(Stored items)
# # # # # # #

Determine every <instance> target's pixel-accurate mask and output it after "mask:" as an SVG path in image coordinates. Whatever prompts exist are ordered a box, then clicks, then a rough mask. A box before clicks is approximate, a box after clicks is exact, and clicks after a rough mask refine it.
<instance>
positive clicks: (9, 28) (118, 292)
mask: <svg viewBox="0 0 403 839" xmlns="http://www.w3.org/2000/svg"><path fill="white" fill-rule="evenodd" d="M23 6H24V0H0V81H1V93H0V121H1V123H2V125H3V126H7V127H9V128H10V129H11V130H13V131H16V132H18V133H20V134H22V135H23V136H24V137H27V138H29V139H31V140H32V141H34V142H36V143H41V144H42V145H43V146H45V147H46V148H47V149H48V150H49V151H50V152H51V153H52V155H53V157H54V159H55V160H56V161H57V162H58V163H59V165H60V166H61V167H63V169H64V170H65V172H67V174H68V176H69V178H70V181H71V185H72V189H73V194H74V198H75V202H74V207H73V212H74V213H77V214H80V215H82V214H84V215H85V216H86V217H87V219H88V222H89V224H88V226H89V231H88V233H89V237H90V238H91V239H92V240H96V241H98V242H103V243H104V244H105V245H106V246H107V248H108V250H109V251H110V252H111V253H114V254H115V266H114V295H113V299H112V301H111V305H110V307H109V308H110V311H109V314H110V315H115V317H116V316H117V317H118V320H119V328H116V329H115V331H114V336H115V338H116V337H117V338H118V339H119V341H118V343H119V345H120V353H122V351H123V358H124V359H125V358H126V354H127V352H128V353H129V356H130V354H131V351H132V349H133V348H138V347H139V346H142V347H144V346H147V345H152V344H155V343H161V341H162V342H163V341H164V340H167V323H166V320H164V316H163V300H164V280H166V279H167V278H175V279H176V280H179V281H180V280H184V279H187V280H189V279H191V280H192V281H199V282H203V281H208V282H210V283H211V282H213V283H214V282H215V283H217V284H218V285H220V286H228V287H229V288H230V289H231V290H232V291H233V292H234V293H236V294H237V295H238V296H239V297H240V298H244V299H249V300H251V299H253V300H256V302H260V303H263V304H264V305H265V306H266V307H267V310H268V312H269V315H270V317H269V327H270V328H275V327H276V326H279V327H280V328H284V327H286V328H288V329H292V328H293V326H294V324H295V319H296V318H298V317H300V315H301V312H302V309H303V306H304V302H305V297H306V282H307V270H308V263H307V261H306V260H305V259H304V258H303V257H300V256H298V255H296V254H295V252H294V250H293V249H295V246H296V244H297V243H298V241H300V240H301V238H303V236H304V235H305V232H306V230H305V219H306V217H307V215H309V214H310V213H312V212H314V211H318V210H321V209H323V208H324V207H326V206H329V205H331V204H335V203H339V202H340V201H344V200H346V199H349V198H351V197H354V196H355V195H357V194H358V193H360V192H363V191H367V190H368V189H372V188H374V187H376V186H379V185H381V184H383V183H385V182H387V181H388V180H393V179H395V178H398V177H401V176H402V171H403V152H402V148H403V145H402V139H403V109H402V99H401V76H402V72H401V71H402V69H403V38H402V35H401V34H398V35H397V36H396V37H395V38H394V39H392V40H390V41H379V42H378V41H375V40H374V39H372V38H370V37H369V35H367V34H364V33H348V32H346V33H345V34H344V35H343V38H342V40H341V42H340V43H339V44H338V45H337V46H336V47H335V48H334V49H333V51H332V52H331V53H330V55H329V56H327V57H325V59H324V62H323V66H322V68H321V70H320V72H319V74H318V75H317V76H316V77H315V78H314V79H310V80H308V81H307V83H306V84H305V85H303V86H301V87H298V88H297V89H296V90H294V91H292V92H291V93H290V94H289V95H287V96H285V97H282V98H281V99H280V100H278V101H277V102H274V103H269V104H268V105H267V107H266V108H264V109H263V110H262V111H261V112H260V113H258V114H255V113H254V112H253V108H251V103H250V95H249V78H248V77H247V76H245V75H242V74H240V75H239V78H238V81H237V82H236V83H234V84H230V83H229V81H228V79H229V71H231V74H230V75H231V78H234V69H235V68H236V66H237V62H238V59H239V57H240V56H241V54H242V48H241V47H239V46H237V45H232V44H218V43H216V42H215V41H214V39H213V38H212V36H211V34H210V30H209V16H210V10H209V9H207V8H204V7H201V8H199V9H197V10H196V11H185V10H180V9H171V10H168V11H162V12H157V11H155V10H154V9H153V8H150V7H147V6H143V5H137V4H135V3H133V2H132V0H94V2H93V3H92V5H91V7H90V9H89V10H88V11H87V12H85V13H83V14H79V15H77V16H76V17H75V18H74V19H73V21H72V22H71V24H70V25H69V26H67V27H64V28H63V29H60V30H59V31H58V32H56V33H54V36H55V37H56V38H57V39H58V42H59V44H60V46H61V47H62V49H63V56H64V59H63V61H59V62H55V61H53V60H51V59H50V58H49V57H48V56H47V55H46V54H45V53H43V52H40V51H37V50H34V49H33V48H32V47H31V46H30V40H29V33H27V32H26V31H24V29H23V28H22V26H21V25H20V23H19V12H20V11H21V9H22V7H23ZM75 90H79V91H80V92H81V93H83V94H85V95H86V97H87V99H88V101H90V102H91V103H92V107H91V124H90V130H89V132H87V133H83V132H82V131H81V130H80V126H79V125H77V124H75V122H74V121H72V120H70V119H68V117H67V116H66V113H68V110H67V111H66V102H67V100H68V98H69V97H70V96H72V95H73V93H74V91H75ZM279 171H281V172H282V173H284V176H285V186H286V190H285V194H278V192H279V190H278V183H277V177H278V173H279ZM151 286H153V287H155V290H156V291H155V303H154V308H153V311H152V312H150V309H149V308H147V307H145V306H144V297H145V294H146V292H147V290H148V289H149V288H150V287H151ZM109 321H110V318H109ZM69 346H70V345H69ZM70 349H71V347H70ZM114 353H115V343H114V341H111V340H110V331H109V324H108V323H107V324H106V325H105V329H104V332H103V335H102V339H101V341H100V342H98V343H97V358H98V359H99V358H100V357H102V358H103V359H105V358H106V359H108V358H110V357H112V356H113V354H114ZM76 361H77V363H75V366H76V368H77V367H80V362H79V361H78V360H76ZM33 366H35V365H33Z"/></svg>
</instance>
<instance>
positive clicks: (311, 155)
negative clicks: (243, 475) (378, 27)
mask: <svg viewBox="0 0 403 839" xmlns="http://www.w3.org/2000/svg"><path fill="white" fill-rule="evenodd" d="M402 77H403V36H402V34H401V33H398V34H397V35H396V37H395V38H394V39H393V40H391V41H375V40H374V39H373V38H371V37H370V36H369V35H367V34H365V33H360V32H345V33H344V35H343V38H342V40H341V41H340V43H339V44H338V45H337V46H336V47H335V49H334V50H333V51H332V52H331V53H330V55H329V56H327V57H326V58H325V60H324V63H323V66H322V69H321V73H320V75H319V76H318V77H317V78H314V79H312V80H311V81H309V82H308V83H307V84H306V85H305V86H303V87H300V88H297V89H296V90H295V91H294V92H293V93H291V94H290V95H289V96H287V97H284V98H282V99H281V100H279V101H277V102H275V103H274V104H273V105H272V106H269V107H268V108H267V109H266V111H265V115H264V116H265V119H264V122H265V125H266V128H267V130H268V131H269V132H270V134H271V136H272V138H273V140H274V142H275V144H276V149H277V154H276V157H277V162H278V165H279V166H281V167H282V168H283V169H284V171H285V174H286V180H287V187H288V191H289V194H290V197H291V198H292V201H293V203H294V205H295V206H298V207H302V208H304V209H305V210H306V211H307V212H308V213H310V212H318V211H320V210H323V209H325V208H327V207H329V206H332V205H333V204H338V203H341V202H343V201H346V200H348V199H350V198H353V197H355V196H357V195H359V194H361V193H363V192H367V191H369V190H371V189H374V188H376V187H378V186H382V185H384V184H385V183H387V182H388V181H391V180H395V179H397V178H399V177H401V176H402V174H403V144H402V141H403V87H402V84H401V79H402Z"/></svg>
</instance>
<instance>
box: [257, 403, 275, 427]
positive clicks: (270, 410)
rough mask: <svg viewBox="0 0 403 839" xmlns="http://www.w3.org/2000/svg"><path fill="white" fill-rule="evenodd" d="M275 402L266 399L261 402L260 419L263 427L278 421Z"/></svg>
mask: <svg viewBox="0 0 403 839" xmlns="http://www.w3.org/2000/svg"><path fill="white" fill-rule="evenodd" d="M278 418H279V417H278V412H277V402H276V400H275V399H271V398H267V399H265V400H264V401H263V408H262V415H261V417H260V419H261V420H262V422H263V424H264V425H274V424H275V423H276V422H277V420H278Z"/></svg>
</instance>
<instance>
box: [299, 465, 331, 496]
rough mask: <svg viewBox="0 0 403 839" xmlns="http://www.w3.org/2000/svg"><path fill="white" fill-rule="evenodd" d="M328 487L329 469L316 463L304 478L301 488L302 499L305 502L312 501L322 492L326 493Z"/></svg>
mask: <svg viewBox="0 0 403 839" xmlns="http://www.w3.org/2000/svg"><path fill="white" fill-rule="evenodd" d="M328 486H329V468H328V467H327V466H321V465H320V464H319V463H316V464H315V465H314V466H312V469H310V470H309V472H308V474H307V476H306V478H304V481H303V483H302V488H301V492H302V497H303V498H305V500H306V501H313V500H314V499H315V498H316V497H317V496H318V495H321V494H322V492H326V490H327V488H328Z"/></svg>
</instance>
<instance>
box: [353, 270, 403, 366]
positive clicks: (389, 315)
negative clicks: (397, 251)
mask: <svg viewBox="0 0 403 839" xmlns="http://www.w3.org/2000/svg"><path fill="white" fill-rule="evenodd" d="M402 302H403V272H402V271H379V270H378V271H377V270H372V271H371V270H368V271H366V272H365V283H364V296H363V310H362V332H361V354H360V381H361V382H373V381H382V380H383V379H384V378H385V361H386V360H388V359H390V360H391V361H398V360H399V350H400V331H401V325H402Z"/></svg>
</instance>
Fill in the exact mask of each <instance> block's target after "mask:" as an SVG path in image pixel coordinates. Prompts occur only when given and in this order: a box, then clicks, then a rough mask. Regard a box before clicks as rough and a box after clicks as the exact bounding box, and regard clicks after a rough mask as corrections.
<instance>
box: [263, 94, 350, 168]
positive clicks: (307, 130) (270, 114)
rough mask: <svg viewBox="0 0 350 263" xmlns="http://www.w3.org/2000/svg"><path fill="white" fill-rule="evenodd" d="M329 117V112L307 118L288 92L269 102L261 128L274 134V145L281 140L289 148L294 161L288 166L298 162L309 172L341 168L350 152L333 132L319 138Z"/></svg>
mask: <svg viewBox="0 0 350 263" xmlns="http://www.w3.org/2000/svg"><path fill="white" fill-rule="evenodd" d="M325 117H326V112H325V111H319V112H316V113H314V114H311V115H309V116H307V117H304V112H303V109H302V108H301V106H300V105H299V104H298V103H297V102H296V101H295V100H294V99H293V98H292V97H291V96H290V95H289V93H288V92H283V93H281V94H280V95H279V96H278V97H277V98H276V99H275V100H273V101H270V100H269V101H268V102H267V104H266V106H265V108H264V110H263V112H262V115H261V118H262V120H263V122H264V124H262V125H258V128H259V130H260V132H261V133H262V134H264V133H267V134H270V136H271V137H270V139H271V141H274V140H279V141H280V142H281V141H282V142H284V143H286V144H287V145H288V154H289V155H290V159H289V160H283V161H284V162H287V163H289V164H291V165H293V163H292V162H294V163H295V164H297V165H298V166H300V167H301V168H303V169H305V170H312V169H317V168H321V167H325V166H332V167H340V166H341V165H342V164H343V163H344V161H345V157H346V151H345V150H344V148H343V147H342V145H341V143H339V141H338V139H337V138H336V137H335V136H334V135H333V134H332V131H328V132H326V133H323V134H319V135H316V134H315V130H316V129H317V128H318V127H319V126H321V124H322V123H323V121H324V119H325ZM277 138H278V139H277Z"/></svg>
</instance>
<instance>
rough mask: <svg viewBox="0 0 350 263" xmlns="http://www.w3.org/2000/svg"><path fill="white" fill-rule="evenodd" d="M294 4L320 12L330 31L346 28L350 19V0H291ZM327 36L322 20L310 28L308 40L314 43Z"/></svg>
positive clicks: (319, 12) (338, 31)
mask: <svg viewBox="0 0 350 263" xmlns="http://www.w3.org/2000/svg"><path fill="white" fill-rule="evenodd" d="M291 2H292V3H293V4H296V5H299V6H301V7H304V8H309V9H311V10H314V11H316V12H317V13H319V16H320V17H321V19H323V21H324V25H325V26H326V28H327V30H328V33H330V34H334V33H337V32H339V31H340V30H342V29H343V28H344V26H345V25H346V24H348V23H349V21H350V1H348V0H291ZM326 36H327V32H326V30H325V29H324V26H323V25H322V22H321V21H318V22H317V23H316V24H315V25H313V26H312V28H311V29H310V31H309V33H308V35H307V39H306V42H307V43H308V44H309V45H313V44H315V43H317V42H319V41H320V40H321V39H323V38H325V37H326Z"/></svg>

# # # # # # #

From the data above, gather every line that includes the word "target".

Output for this exercise:
Determine every <instance> target's pixel-accurate mask and output it after "mask:" as an SVG path in image coordinates. Whatever prompts exist are ordered a box, then clicks, then a rough mask. A box before clicks is approximate, a box after clicks is exact, and clicks after a rough mask refine it.
Fill in the exact mask of each <instance> block's target after "mask:" as an SVG path in image pixel coordinates. Prompts occur only when given and in this order: a box, then clicks, then a rough mask. Regard a box before clicks as rough and a box after clicks as the exact bounding box, and regard clicks after a rough mask as corrections.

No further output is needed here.